» **GIVEN INSTRUCTION 1**: In the edge cloud requirements, list every way the text gives for marking the users to be synchronised.
» **GIVEN INSTRUCTION 2**: In the edge cloud requirements, copy everything from "Type: Non-MVS?" down to "privacy (jurdisction concerns)", swapping "containers" for "pods".
» **GIVEN INSTRUCTION 3**: For each statement, say whether the edge cloud requirements agree, and quote the deciding words: (a) Multi operator scenarios are marked as type MVS. (b) User data received via synchronisation should be locked from local editing. (c) An erroneous data segment is dropped after a single retry.

» **SOURCE DOCUMENT**:
START
Multiple cloud stacks

Type: MVS? Different versions of OpenStack and Kubernetes instances

  • Collaboration between edge cloud instances, Containers, Automatic scheduling between edge cloud instancesand Administration features features, but between different version of OpenStack
  • Collaboration between edge cloud instances, Containers, Automatic scheduling between edge cloud instancesand Administration features features, different cloud solutions (eg.: OpenStack or Kubernetes)
Multi operator scenarios

Type: Non-MVS?

  • Security considerations
    • Guarantee that the communication between the VM-s or containers of an application is secure
    • (physical) security issues (can we limit human byzantine attackers
    • data privacy (jurdisction concerns)
  • HA / Reliability / Recovery challenges

Requirements

This section collects the captured concrete requirements to existing or new open source projects.

Location awareness

An edge cloud site should be aware of its location

Component: OpenStack Keystone? / Kubernetes ? An edge cloud instance should be able to store data bout its location.

Metadata distribution

Discovering of data sources

Component: synch service (new Kingbird) An edge cloud instance should be able to discover other edge cloud instances which are trustable as a source of metadata.

Registering for synchronisation

Component: synch service (new Kingbird) An edge cloud instance which is capable to provide metadata synchronisation services should be able to provide a reistration API for edge cloud instances which would like to receive the data. The data should be syncronised after the first succesfull registration. An edge cloud instance should be able to register itself for metadata synchronisation services.

Component: synch service (new Kingbird) or OpenStack Keystone An edge cloud instance sould be able to advertise if it is able to provide metadata sycnshronisation services

User management data source side

Component: synch service (new Kingbird), OpenStack Keystone, Kubernetes An edge cloud instance should be able to provide user data for synchronisation. The users to be synchronised are either marked (via API, CLI or config file) or received via synchronisation. The target edge clouds API-s for user management data are called. In case of an error the erroneous data segment is marked for retry and retried until a 200 OK is received. If the synchronised data changed it should be re-synched to all receiving edge cloud instances.

User management data receiver side

Component: synch service (new Kingbird), OpenStack Keystone, Kubernetes An edge cloud instance should be able to receive users via synchronisation. An API should be provided where the user management data can be set. 200 OK is provided only for data what is correctly stored. The received data should be locked from local editing.

RBAC data source side

Component: synch service (new Kingbird), OpenStack Keystone, Kubernetes An edge cloud instance should be able to provide RBAC data for synchronisation. The RBAC data to be synchronised are either marked (via API, CLI or config file) or received via synchronisation. The target edge clouds API-s for RBAC data are called. In case of an error the erroneous data segment is marked for retry and retried until a 200 OK is received. If the synchronised data changed it should be re-synched to all receiving edge cloud instances.
END
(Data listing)
START
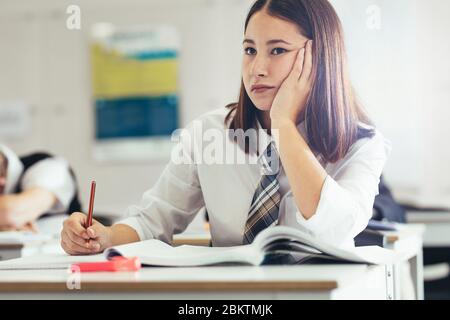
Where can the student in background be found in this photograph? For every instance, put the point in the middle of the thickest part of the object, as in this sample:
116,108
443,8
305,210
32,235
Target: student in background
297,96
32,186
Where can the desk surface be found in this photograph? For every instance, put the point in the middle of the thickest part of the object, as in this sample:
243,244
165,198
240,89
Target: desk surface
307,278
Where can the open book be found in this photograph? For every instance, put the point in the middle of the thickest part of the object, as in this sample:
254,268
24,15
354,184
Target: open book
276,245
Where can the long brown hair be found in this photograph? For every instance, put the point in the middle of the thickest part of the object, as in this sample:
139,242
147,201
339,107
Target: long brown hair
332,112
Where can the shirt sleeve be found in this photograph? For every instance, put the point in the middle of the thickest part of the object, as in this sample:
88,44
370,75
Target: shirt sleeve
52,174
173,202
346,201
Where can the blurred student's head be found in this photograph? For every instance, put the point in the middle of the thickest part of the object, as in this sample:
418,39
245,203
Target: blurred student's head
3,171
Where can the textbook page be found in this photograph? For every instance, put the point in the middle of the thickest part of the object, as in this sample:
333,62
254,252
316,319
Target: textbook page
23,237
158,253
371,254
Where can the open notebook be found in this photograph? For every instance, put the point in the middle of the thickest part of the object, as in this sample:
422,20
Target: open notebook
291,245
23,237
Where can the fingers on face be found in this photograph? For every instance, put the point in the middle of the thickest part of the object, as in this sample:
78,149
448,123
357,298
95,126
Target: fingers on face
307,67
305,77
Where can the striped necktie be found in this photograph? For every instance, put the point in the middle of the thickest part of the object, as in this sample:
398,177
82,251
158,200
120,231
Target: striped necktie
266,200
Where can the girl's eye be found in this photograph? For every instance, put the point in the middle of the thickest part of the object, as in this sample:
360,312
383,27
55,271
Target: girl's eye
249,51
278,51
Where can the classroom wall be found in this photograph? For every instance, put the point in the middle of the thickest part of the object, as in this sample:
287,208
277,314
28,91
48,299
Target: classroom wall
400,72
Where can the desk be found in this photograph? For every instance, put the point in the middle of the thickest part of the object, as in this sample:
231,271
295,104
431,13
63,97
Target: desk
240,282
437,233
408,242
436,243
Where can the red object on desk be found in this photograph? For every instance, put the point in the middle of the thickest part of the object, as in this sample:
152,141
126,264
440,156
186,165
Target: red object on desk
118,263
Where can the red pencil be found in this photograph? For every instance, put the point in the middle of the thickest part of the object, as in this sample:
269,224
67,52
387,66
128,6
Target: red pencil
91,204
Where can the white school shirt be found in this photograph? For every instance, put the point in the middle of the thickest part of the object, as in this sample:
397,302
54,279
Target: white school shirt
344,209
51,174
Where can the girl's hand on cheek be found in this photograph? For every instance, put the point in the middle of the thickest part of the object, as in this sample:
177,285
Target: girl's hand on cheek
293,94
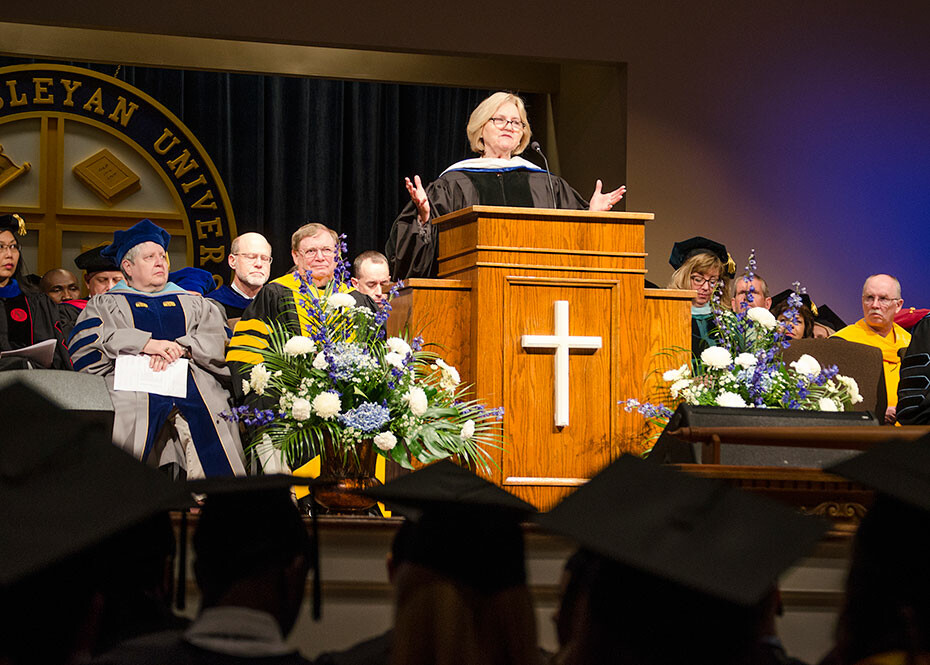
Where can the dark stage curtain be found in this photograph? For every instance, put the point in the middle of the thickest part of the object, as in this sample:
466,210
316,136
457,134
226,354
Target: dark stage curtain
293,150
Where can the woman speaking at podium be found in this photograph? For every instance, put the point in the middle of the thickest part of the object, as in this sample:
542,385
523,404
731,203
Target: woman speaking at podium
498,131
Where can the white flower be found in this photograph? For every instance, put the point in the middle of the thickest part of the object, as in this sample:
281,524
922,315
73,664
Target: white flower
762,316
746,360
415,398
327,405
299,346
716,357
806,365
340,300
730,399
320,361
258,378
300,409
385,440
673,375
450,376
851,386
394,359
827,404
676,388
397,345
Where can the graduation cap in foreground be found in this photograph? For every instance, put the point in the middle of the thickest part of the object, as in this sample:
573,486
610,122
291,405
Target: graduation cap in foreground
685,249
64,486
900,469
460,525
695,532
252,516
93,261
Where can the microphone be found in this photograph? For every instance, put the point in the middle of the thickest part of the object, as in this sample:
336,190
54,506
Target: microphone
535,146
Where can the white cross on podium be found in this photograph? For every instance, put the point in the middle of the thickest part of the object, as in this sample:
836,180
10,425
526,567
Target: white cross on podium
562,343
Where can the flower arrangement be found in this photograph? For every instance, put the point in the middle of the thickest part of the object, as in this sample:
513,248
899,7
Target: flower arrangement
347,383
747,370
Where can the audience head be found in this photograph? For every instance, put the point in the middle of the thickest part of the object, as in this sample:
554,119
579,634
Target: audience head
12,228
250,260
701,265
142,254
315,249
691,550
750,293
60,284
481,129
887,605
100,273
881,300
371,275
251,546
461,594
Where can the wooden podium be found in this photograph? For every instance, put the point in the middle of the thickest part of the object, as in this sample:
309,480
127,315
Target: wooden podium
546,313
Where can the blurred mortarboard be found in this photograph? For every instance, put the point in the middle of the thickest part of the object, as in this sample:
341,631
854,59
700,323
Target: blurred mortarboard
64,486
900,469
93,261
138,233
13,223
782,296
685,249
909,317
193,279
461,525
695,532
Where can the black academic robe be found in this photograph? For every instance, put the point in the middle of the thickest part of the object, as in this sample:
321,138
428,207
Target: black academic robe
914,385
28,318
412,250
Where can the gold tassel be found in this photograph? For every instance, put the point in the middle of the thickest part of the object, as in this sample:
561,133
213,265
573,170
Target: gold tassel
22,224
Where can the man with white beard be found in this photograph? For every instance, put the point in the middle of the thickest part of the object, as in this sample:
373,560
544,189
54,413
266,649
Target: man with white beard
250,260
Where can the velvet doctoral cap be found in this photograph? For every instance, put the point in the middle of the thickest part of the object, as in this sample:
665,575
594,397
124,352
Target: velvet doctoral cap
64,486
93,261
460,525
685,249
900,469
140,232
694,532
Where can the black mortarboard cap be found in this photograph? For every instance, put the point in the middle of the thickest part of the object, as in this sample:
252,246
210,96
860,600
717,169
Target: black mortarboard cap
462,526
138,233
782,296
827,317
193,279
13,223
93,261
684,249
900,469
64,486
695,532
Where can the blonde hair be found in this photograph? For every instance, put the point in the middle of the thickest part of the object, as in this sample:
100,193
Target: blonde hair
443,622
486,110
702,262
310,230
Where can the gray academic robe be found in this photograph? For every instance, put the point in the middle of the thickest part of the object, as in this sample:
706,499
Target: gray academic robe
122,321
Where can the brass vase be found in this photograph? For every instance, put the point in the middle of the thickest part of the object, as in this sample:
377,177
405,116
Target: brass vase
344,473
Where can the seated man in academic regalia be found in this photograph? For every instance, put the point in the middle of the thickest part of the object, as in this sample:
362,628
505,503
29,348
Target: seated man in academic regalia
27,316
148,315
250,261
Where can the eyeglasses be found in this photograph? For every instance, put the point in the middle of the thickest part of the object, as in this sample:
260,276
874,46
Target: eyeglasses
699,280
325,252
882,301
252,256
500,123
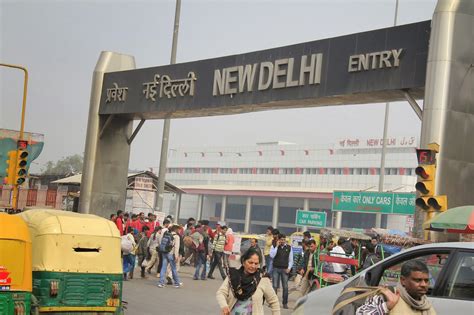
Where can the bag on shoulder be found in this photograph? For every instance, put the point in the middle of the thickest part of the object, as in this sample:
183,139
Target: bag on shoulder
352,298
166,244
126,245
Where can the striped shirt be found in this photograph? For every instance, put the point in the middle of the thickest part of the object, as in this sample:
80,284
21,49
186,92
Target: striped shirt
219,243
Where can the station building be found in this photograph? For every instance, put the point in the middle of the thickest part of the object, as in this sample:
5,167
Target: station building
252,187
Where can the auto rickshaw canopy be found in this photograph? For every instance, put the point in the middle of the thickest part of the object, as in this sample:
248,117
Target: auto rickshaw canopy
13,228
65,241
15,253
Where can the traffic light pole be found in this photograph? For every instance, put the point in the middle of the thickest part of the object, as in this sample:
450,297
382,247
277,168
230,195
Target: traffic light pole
END
» **RESPONSE 1**: API, CLI, config file

» **RESPONSE 2**:
Type: Non-MVS?

  • Security considerations
    • Guarantee that the communication between the VM-s or pods of an application is secure
    • (physical) security issues (can we limit human byzantine attackers
    • data privacy (jurdisction concerns)

» **RESPONSE 3**:
(a) No: "Type: Non-MVS?"
(b) Yes: "The received data should be locked from local editing."
(c) No: "the erroneous data segment is marked for retry and retried until a 200 OK is received"